* Metin *

Kayıp Şahıslar Komitesi (KŞK) Türk Üyesi Hakkı Müftüzade, görevlerinin araştırma yapıp kalıntıları bulmak; kalıntıları kimliklendirerek ailelerine teslim etmek olduğunu kaydetti ve görev tanımlarının siyasi açıklamalar yapmayı içermediğini, konunun siyasete alet edilmesinin iki toplum arasındaki güvensizliği körükleyeceğini vurguladı
Müftüzade: Kayıplar konusunun politize edilmesi ailelerin yarasını deşiyor
Zaman zaman basında kayıplar konusunun siyasi propagandaya alet edildiğini gördüklerini ve bunun kendilerini üzdüğünü kaydeden Müftüzade, bu hassas insancıl konunun politize edilmesinin ailelerin yarasını da deştiğini belirtti.
Türk Ajansı Kıbrıs’a (TAK) açıklamalarda bulunan Müftüzade, göreve geldiği 2021 Ocak ayından itibaren komite üyeleri ve asistanlarının çevirim içi toplantılarına haftalık olarak devam ettiklerini kaydetti.

* Ham veriler *

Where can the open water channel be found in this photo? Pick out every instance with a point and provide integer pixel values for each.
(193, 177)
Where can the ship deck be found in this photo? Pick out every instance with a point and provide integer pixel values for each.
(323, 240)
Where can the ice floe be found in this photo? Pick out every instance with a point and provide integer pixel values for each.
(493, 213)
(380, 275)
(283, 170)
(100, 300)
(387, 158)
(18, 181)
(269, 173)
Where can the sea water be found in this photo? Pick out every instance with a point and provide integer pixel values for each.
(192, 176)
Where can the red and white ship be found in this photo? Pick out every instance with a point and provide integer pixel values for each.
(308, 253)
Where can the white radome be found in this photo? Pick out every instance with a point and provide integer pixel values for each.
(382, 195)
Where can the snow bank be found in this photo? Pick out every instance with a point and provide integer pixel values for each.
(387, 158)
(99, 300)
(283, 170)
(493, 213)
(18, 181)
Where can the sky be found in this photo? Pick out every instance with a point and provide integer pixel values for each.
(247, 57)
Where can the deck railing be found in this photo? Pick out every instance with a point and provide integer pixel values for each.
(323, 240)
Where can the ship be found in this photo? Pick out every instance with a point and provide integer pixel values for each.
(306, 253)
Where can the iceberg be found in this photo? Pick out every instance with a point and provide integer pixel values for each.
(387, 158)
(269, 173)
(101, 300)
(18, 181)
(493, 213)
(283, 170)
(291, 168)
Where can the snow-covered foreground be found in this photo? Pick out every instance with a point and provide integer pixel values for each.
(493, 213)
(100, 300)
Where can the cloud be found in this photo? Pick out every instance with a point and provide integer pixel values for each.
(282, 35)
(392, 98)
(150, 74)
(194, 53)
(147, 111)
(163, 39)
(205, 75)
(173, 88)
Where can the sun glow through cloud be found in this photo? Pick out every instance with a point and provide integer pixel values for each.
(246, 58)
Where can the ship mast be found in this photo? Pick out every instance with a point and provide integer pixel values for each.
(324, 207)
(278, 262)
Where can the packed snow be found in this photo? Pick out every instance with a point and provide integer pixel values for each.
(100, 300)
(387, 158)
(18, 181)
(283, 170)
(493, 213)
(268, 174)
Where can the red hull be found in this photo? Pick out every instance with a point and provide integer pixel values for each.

* Yapılacak işler *
#1 Metne göre Müftüzade göreve hangi tarihte gelmiştir?
#2 Metindeki "Kayıp Şahıslar Komitesi" sözlerinden "devam ettiklerini kaydetti." sözlerine kadar uzanan kısmı harfi harfine aktarın.

* Görev çıktıları *
#1 Müftüzade göreve 2021 Ocak ayında gelmiştir.

#2
Kayıp Şahıslar Komitesi (KŞK) Türk Üyesi Hakkı Müftüzade, görevlerinin araştırma yapıp kalıntıları bulmak; kalıntıları kimliklendirerek ailelerine teslim etmek olduğunu kaydetti ve görev tanımlarının siyasi açıklamalar yapmayı içermediğini, konunun siyasete alet edilmesinin iki toplum arasındaki güvensizliği körükleyeceğini vurguladı
Müftüzade: Kayıplar konusunun politize edilmesi ailelerin yarasını deşiyor
Zaman zaman basında kayıplar konusunun siyasi propagandaya alet edildiğini gördüklerini ve bunun kendilerini üzdüğünü kaydeden Müftüzade, bu hassas insancıl konunun politize edilmesinin ailelerin yarasını da deştiğini belirtti.
Türk Ajansı Kıbrıs’a (TAK) açıklamalarda bulunan Müftüzade, göreve geldiği 2021 Ocak ayından itibaren komite üyeleri ve asistanlarının çevirim içi toplantılarına haftalık olarak devam ettiklerini kaydetti.